» **Record list**:
++++
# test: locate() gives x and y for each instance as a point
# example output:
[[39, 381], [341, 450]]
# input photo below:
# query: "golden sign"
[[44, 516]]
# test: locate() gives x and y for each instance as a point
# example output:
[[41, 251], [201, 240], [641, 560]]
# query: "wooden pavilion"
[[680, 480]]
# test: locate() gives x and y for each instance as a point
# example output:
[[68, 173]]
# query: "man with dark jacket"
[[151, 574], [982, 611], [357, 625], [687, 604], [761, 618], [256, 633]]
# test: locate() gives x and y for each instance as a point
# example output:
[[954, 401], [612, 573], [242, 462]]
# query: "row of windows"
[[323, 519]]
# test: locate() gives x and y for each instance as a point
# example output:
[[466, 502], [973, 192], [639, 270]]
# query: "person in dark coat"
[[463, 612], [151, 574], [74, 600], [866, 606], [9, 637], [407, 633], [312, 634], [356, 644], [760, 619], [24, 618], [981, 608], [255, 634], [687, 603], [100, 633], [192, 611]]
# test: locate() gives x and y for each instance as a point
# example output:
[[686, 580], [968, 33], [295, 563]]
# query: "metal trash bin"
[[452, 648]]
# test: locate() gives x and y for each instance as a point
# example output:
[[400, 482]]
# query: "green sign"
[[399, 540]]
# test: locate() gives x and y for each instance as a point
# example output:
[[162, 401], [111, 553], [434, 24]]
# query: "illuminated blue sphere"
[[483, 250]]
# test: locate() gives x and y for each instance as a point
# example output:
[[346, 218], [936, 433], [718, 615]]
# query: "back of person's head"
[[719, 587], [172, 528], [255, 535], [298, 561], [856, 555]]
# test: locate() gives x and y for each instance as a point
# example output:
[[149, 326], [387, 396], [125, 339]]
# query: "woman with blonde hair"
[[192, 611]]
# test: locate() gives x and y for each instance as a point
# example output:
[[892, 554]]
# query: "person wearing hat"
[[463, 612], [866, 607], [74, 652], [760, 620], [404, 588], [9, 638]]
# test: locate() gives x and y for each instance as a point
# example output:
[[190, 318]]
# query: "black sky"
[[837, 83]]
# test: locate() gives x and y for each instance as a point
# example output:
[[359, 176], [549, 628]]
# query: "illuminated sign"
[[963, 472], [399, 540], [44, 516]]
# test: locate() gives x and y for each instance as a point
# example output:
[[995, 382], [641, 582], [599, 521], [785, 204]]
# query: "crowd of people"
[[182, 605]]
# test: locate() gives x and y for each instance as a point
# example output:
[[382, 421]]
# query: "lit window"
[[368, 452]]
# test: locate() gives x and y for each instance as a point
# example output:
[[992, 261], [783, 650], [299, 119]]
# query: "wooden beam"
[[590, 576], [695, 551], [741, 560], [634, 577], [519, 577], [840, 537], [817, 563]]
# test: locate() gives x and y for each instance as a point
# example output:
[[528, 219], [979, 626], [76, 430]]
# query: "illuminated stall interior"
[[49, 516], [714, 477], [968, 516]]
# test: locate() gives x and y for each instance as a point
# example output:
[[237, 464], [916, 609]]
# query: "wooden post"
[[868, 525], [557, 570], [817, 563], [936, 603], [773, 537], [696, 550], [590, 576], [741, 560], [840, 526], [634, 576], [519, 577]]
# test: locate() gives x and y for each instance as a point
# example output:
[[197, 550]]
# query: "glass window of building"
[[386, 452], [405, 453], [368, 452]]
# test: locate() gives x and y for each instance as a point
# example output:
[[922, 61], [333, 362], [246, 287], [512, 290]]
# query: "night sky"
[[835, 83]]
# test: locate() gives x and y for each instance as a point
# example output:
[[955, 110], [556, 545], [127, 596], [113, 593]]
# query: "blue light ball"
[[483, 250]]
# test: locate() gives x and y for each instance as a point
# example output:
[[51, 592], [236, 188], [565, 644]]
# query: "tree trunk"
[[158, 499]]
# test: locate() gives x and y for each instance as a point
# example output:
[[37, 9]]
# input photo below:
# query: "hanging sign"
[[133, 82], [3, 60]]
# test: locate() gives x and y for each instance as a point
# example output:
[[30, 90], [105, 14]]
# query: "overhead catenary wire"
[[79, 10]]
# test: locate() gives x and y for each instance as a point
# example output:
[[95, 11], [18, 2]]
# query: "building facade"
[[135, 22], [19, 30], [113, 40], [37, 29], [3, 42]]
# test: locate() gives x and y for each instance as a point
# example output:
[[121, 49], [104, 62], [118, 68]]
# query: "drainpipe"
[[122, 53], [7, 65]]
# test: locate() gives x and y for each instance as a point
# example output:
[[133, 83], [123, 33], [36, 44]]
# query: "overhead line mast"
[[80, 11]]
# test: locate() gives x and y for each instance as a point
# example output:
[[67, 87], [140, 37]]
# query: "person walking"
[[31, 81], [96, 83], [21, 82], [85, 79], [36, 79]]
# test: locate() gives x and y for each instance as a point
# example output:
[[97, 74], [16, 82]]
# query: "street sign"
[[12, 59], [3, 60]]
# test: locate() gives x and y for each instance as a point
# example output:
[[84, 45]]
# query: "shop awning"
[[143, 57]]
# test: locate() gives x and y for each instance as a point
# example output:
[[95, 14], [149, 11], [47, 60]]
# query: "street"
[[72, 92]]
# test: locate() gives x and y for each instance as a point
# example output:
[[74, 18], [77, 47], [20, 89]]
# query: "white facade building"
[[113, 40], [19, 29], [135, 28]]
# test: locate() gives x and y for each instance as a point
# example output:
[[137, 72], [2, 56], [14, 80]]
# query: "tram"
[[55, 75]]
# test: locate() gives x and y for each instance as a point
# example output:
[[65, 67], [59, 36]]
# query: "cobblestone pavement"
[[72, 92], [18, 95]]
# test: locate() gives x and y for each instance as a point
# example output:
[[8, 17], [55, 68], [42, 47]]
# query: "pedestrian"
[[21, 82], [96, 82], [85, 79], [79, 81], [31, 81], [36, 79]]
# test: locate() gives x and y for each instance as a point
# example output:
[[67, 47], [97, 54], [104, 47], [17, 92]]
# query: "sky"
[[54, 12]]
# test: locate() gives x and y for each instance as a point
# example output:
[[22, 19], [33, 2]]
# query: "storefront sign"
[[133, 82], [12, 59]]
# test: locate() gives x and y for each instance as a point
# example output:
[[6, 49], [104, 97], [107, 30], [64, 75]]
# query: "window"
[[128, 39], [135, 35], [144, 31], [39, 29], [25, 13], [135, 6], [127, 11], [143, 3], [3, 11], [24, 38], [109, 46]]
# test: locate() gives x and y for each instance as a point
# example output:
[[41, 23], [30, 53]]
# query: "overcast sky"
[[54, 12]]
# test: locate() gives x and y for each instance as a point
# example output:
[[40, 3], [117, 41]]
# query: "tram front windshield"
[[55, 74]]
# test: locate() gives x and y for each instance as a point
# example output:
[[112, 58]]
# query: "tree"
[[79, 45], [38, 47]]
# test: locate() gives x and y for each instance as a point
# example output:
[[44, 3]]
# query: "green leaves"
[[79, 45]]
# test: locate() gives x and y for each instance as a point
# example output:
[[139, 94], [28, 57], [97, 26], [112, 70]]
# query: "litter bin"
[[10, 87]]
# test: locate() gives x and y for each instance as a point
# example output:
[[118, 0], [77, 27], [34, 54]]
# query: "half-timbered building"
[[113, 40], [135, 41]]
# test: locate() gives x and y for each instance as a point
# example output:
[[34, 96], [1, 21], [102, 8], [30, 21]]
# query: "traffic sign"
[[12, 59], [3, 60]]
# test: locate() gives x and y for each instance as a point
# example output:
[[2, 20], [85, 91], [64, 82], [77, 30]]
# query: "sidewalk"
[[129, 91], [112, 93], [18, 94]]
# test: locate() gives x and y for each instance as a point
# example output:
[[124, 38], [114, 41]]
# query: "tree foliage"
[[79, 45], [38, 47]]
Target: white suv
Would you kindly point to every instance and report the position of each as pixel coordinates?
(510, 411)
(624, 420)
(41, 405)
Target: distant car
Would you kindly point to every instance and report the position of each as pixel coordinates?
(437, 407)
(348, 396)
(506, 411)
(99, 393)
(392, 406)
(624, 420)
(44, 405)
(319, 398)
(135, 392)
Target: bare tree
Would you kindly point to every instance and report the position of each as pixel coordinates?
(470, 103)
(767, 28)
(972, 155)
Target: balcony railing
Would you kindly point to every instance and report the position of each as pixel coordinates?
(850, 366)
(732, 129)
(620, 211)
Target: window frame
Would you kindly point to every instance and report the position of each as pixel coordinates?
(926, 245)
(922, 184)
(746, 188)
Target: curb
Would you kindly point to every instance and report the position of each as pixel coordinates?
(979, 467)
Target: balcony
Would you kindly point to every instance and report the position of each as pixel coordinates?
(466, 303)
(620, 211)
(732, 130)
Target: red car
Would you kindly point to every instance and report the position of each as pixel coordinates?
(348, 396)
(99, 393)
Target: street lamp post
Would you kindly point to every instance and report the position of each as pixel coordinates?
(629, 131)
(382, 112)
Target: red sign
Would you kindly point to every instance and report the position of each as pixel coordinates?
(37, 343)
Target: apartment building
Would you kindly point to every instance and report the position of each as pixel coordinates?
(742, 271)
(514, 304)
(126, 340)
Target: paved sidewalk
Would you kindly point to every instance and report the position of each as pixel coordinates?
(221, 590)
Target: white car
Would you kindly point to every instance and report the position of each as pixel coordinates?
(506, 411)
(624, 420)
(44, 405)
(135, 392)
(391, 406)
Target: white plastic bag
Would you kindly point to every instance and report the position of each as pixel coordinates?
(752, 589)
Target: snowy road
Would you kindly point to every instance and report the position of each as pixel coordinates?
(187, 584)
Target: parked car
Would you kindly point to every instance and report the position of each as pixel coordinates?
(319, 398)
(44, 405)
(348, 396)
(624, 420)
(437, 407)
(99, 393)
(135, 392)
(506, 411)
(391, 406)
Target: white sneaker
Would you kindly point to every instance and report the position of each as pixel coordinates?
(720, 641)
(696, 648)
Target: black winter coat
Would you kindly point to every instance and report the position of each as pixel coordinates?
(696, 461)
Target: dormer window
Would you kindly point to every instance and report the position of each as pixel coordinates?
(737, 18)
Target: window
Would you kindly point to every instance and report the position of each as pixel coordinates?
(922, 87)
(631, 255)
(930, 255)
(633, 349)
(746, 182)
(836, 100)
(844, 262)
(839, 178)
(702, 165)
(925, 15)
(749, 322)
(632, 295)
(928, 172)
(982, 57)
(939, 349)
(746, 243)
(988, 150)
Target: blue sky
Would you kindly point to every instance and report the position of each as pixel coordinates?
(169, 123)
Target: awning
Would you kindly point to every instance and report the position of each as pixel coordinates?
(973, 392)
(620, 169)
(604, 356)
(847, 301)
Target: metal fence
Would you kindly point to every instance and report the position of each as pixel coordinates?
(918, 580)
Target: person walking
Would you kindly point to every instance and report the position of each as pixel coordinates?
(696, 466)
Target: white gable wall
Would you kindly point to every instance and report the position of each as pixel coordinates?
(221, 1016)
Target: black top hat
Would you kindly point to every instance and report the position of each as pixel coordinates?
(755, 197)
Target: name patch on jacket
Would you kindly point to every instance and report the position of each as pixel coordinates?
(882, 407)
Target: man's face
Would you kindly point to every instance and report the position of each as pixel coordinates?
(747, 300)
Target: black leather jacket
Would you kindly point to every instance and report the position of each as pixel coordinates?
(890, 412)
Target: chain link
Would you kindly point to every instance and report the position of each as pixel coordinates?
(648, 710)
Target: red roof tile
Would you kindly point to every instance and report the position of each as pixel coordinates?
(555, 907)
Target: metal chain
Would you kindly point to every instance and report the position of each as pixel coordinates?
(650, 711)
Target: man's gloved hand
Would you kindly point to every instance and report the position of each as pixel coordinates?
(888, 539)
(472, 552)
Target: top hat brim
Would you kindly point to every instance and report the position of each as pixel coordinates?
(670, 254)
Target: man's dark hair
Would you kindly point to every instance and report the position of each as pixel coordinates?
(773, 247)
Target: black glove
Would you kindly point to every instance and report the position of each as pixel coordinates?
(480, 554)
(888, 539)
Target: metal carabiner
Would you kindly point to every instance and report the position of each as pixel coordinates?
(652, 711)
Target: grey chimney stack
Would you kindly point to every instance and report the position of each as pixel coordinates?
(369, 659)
++++
» **What is required**: Convert the lines above, from the first one through the one containing "[[399, 540]]", both included, into a Markdown table with the columns Row and Line. Number each row, and omit any blank lines.

» **The response**:
| Row | Line |
|---|---|
| 1 | # test: locate() gives x and y for each instance as a point |
| 2 | # example output: |
| 3 | [[39, 381], [341, 450]] |
| 4 | # input photo below: |
| 5 | # query: "golden sign" |
| 6 | [[44, 516]] |
| 7 | # test: locate() gives x and y for each instance as a point |
| 8 | # example output: |
| 9 | [[41, 251], [201, 240], [641, 560]] |
| 10 | # query: "wooden pavilion" |
| 11 | [[680, 480]] |
| 12 | # test: locate() gives x and y for each instance as a point |
| 13 | # example output: |
| 14 | [[68, 173]] |
| 15 | # query: "man with dark jacket" |
| 16 | [[151, 574], [982, 611], [357, 625], [687, 604], [761, 618], [256, 633]] |
| 17 | # test: locate() gives x and y for each instance as a point |
| 18 | # example output: |
| 19 | [[954, 401], [612, 573], [242, 462]] |
| 20 | # query: "row of windows" |
| 21 | [[323, 519]] |
| 22 | # test: locate() gives x and y for each instance as a point |
| 23 | # example output: |
| 24 | [[466, 502], [973, 192], [639, 270]] |
| 25 | # query: "person in dark coat" |
| 26 | [[463, 612], [151, 574], [74, 600], [866, 606], [9, 637], [407, 633], [312, 634], [356, 644], [760, 619], [24, 618], [981, 608], [255, 634], [687, 603], [100, 633], [192, 611]] |
| 27 | # test: locate() gives x and y for each instance as a point |
| 28 | # example output: |
| 29 | [[686, 580], [968, 33], [295, 563]] |
| 30 | # query: "metal trash bin" |
| 31 | [[452, 648]] |
| 32 | # test: locate() gives x and y for each instance as a point |
| 33 | # example output: |
| 34 | [[400, 482]] |
| 35 | # query: "green sign" |
| 36 | [[399, 540]] |